Dataset records:

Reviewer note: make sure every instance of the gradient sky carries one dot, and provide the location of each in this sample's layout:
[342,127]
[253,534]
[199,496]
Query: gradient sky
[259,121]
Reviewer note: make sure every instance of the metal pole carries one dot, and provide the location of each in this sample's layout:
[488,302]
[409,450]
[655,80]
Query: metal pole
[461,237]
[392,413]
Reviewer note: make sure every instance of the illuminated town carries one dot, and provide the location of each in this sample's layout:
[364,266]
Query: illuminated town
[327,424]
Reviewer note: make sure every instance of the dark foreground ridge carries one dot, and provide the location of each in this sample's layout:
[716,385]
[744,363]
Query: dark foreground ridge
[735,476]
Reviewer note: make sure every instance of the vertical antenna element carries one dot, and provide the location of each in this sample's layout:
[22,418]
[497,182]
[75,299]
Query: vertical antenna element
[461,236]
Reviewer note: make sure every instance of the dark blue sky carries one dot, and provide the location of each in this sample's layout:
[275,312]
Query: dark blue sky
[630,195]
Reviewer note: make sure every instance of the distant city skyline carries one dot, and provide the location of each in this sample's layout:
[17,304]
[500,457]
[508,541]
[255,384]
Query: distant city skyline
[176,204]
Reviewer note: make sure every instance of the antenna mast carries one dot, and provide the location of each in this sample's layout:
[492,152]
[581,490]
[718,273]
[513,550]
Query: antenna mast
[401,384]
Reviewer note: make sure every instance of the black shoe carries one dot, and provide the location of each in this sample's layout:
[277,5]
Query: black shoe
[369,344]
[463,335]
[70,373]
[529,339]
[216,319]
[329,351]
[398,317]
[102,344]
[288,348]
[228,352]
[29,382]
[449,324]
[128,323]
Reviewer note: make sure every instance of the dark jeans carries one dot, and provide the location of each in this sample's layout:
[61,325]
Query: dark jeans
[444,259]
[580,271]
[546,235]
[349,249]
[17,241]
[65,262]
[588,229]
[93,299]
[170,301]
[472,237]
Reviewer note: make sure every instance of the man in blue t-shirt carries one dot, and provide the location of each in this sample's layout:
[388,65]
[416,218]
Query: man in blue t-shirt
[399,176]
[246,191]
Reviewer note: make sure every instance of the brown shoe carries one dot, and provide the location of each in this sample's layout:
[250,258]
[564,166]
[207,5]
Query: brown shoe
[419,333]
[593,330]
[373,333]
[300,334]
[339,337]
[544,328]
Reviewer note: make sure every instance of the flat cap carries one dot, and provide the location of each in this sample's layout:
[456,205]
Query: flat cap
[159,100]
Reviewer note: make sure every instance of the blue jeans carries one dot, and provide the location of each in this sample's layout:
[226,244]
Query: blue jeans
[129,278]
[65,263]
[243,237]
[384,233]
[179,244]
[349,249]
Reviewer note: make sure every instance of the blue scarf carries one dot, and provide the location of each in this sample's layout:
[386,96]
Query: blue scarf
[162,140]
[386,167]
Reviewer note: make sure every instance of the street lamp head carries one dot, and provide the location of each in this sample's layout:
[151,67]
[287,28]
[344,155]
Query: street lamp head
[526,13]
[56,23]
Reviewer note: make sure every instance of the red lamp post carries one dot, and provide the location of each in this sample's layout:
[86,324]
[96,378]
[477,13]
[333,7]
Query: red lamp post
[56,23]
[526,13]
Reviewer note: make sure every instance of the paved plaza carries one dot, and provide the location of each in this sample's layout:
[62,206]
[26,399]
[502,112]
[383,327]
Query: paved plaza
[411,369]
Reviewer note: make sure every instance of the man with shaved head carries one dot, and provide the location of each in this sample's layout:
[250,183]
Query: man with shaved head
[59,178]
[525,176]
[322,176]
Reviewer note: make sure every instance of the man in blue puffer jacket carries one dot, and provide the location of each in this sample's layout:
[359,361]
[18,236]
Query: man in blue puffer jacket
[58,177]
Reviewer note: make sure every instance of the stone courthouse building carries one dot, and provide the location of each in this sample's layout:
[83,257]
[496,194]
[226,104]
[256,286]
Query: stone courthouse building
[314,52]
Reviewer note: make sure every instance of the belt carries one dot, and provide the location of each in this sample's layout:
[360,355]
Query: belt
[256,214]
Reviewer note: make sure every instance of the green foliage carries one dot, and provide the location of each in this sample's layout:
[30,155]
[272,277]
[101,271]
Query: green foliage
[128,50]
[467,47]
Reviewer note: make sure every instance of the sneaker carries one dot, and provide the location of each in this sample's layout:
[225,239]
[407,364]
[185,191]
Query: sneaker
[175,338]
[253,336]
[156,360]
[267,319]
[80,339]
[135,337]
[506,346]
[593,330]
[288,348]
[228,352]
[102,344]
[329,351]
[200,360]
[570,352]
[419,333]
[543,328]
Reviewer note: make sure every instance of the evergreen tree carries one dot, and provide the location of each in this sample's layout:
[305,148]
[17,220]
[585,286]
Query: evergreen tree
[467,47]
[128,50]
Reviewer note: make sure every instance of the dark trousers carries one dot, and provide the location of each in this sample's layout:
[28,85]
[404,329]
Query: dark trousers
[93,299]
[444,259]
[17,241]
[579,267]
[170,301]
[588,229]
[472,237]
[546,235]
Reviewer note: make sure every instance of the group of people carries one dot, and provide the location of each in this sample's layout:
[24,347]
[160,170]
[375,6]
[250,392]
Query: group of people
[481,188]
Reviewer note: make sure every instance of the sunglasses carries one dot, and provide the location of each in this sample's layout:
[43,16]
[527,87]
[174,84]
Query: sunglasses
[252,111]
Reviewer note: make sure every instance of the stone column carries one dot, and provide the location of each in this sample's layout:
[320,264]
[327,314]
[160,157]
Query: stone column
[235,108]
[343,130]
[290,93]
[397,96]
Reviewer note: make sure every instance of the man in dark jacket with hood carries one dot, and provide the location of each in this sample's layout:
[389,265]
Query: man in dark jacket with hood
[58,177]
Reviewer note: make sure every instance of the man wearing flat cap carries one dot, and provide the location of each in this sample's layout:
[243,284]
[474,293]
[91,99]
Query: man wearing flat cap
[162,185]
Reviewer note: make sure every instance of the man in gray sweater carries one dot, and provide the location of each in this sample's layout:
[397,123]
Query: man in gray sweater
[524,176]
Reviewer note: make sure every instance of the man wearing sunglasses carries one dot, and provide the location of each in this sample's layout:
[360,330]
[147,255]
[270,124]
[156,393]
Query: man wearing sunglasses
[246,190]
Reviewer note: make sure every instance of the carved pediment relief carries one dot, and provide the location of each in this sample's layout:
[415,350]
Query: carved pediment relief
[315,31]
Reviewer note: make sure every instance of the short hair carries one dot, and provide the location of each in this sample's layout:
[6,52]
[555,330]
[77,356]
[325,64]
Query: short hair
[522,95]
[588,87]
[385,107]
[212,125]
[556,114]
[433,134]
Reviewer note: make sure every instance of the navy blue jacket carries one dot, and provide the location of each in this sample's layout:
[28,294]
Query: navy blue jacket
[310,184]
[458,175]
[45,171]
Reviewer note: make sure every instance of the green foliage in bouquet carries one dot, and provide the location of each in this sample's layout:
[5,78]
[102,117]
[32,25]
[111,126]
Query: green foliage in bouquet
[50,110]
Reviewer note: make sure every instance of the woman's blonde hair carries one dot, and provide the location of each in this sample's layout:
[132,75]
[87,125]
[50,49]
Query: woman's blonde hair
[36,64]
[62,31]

What this task involves:
An exact copy of all the records above is needed.

Written solution:
Reviewer note: make sure every instance of the gradient sky carries one dot, and provide the location of each in this sample's layout:
[342,127]
[253,534]
[199,496]
Query: gradient sky
[259,121]
Reviewer note: make sure every instance of the metal pole carries one dot, and provide the location of each in this sample's layout:
[488,302]
[409,450]
[655,80]
Query: metal pole
[461,237]
[392,413]
Reviewer note: make sure every instance of the illuminated town carries one dot, and provide the location of each in this sample's layout:
[364,266]
Query: illuminated town
[327,424]
Reviewer note: make sure every instance of the dark foreground ridge carries one dot, and provide the location of each in this sample's layout:
[716,385]
[744,363]
Query: dark foreground ridge
[735,476]
Reviewer note: make sure every instance of the vertical antenna element carries one dot, and provide the location of each in this sample's layout:
[22,418]
[497,182]
[75,299]
Query: vertical antenna element
[461,236]
Reviewer note: make sure every instance of the dark blue sky carries one dot, and provide the location of each in this sample's layout:
[275,312]
Query: dark blue sky
[630,195]
Reviewer note: make sure every instance of the distant city skyline carries one dot, and provide the location of each in this sample's layout:
[17,304]
[500,457]
[508,541]
[255,384]
Query: distant city skyline
[176,204]
Reviewer note: make sure every instance of the antenna mast carries one dot, and provide the location of each in this sample's layout:
[492,152]
[581,490]
[718,273]
[513,550]
Query: antenna mast
[401,384]
Reviewer note: make sure every instance of the black shoe carries one dot, and provide the location of each in this sample's layout:
[277,5]
Query: black shoe
[369,344]
[463,335]
[70,373]
[529,339]
[216,319]
[329,351]
[398,317]
[102,344]
[288,348]
[228,352]
[29,382]
[449,324]
[128,323]
Reviewer note: make sure every instance of the dark jeans carries one dot, and provide the location of each in this sample's layout:
[61,325]
Query: dark jeans
[444,259]
[580,271]
[546,235]
[349,249]
[17,241]
[65,262]
[588,229]
[93,299]
[170,301]
[472,237]
Reviewer note: make sure every instance of the man in blue t-shirt carries one dot, and provide the location of each in this sample's layout:
[388,65]
[416,218]
Query: man in blue t-shirt
[399,176]
[246,191]
Reviewer note: make sure every instance of the brown shoe carries one dot, and provide the location of each in this sample's layout:
[250,258]
[564,166]
[207,5]
Query: brown shoe
[419,333]
[593,330]
[373,333]
[300,334]
[339,337]
[544,328]
Reviewer note: make sure every instance of the flat cap carries one dot, and provide the location of each in this sample's layout:
[456,205]
Query: flat cap
[159,100]
Reviewer note: make sure every instance of the blue jeans carries one dot, and provide the location of each in this sample's layout:
[226,244]
Query: blue jeans
[129,278]
[65,263]
[243,237]
[384,233]
[179,244]
[349,249]
Reviewer note: make sure every instance of the blue scarf carries one dot, and provide the location of each in this sample's layout:
[386,96]
Query: blue scarf
[162,140]
[386,167]
Reviewer note: make sure every instance of the street lamp head carries one dot, and provide the location of each in this sample's layout:
[151,67]
[287,28]
[344,155]
Query: street lamp head
[526,13]
[56,23]
Reviewer note: make sure every instance of the red lamp post carries one dot, and provide the location of each in this sample's layout:
[86,324]
[96,378]
[477,13]
[333,7]
Query: red lamp post
[56,23]
[526,13]
Reviewer note: make sure every instance of the paved plaza carries one dot, and provide the location of each in this sample's layout:
[62,206]
[26,399]
[502,112]
[383,327]
Query: paved plaza
[411,369]
Reviewer note: make sure every instance of the man with shaved head carries one dot, and provide the location of each in this sample's layout:
[250,183]
Query: man with shaved head
[59,178]
[525,176]
[322,176]
Reviewer note: make sure every instance of the man in blue puffer jacket carries one dot, and provide the location of each in this sample's layout:
[359,361]
[18,236]
Query: man in blue puffer jacket
[58,177]
Reviewer note: make sure every instance of the stone courthouse building carries one dot, and provide the location of each in this sample's layout:
[83,257]
[496,194]
[226,104]
[256,286]
Query: stone courthouse building
[314,52]
Reviewer note: make sure every instance of the belt carries one dot, and provide the location of each in this sample's layout:
[360,355]
Query: belt
[256,214]
Reviewer note: make sure every instance of the green foliage carries one dot, and provide the location of each in this sample's layout:
[30,155]
[272,277]
[101,271]
Query: green foliage
[128,50]
[467,47]
Reviewer note: make sure every instance of the sneaker carries one dot, and provide the location of each in this sample's layout:
[225,239]
[407,364]
[185,191]
Query: sneaker
[175,338]
[253,336]
[156,360]
[267,319]
[80,339]
[135,337]
[506,346]
[593,330]
[288,348]
[228,352]
[102,344]
[329,351]
[200,360]
[570,352]
[419,333]
[543,328]
Reviewer note: make sure every instance of the evergreen tree carries one dot, and provide the location of each in this sample's layout:
[305,148]
[17,220]
[585,286]
Query: evergreen tree
[467,47]
[128,50]
Reviewer note: make sure every instance of the dark trousers carries one dot, and provide the location of each in this sample's layout:
[28,85]
[404,329]
Query: dark trousers
[93,299]
[444,259]
[17,241]
[579,267]
[170,301]
[588,229]
[472,237]
[546,235]
Reviewer note: make sure every instance of the group of people carries one dot, and provide the location of each in this sample's layout:
[24,347]
[160,170]
[375,6]
[250,392]
Query: group of people
[481,188]
Reviewer note: make sure every instance of the sunglasses carries one dot, and provide the location of each in this sample's layout:
[43,16]
[527,87]
[174,84]
Query: sunglasses
[252,111]
Reviewer note: make sure every instance of the stone column carries one dot, and provide the location of each in this sample's layout:
[320,264]
[327,314]
[160,157]
Query: stone column
[235,108]
[343,130]
[290,93]
[397,96]
Reviewer note: make sure every instance of the man in dark jacket with hood carries one dot, and provide the location of each in this sample's layout:
[389,265]
Query: man in dark jacket with hood
[58,177]
Reviewer note: make sure every instance of the man wearing flat cap carries one dot, and provide the location of each in this sample's layout:
[243,284]
[474,293]
[91,99]
Query: man wearing flat cap
[162,185]
Reviewer note: make sure every instance of the man in gray sweater carries one dot, and provide the location of each in this sample's layout:
[397,123]
Query: man in gray sweater
[524,176]
Reviewer note: make sure every instance of the man wearing sunglasses carries one dot, and provide the location of each in this sample's layout:
[360,330]
[147,255]
[270,124]
[156,393]
Query: man wearing sunglasses
[246,190]
Reviewer note: make sure every instance of the carved pediment relief carries one dot, and provide the location of each in this sample's layout:
[415,350]
Query: carved pediment relief
[315,31]
Reviewer note: make sure every instance of the short hair carries one dot, and provide the location of each in this sample's layout:
[6,52]
[555,330]
[77,356]
[325,64]
Query: short hair
[522,95]
[588,87]
[385,107]
[212,125]
[556,114]
[433,134]
Reviewer note: make sure every instance of the navy blue jacket carries one dot, and provide the location of each in this sample's layout:
[28,294]
Query: navy blue jacket
[310,184]
[458,175]
[45,171]
Reviewer note: make sure every instance of the green foliage in bouquet carries one dot, and provide the location of each in this sample's layout:
[5,78]
[102,117]
[32,25]
[111,126]
Query: green foliage in bouquet
[50,110]
Reviewer note: make sure every instance of the woman's blonde hair carries one dot, and provide the location of each in this sample's layout:
[132,75]
[87,125]
[50,49]
Query: woman's blonde hair
[36,64]
[62,31]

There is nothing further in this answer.